Passage for review:
======

The temple was first erected in  1760 by the Cantonese community in the city. Major repairs or expansions took place in 1800, 1842, 1882, 1890, and 1916.
The interior of the temple is actually a partially covered courtyard, at the end of which is the altar to Mazu. The altar to Mazu is dominated by the three statues of the goddess. The faces are bronze in color, and the clothes and crowns are multi-colored.
The exposed portions of the courtyard contain incense burners, and open the view to the remarkable porcelain figurines that decorate the roof. 

The offering of conical, spiral incense is popular here.


Our next halt was at the majestic Independence Palace, also known as Reunification Palace, built on the site of the former Norodom Palace. It was the home and workplace of the President of South Vietnam during the Vietnam War. It is a beautiful landmark of Ho Chi Minh City. But the gates were closed. Unfortunately we couldn't go inside as there was some government engagement and it was closed for the weekend. We could just click pictures through the gate. Bad luck!

======

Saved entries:
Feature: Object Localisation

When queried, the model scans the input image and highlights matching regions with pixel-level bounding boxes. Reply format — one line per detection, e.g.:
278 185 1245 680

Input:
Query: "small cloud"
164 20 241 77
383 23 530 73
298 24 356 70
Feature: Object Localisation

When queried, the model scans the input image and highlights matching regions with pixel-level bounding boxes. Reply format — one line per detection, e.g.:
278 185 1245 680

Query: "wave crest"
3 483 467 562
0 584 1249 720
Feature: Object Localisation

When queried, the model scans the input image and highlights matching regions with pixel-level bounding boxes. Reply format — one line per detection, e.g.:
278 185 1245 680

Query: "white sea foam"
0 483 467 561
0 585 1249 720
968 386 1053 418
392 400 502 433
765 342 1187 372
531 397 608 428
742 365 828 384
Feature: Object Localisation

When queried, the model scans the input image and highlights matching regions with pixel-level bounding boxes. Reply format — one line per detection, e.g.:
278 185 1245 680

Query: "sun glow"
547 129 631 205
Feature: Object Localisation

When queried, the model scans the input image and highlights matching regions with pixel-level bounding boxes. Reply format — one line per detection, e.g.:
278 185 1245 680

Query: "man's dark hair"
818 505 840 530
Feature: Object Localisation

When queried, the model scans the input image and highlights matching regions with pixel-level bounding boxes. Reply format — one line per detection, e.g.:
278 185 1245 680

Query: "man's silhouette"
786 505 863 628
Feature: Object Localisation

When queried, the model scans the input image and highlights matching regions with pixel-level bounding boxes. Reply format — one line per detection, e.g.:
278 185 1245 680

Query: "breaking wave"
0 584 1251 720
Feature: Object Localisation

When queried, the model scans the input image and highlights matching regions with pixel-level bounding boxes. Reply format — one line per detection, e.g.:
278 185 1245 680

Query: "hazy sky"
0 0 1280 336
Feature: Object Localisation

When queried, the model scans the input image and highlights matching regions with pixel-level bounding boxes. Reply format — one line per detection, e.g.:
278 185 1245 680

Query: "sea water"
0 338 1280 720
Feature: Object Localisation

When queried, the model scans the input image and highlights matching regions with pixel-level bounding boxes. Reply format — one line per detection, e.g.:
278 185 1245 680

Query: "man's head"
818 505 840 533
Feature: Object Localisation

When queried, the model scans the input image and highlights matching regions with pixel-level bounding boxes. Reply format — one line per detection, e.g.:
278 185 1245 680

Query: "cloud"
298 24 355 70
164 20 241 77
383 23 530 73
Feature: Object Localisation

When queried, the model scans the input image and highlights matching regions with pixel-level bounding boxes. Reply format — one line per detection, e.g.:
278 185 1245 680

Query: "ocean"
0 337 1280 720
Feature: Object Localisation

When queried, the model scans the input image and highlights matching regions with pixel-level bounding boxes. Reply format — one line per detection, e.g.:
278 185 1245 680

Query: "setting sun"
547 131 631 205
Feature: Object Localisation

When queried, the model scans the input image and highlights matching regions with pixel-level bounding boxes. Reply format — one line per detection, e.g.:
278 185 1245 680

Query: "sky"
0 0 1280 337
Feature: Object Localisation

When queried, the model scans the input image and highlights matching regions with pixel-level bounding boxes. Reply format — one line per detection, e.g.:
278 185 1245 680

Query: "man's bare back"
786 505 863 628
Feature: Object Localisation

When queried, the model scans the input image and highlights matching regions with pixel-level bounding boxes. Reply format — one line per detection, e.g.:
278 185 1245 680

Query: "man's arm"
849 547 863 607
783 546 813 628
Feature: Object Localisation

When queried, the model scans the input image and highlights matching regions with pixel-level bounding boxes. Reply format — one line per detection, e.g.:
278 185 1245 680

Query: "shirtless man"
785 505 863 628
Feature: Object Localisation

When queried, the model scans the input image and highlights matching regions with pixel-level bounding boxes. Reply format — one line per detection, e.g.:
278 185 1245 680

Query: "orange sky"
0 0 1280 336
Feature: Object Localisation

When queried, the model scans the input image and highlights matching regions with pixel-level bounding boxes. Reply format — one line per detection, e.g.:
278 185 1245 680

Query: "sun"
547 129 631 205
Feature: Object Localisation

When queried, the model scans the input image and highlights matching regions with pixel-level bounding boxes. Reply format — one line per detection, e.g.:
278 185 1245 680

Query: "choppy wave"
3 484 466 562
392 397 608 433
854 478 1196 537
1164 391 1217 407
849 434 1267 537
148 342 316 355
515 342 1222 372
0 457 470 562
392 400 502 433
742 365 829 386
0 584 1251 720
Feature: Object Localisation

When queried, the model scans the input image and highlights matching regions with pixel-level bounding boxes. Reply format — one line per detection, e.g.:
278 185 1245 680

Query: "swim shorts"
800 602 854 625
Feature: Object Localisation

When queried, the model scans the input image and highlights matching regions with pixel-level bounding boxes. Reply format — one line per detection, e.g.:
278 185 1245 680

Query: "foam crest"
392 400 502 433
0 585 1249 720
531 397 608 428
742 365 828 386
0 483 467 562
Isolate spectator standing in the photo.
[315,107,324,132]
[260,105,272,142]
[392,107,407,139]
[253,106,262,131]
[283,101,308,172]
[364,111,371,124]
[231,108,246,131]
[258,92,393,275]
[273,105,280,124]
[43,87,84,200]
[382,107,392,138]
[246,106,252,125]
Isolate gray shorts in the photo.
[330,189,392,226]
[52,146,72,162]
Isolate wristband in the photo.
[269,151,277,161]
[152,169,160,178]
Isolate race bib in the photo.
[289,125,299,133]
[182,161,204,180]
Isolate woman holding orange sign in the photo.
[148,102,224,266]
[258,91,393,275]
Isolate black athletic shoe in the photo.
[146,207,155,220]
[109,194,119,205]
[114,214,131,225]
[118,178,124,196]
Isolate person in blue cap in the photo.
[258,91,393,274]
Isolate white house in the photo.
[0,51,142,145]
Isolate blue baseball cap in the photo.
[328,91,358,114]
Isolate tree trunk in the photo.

======

Your goal:
Render this sentence from the travel passage in Spanish: "The altar to Mazu is dominated by the three statues of the goddess."

Answer section:
El altar de Mazu está dominado por las tres estatuas de la diosa.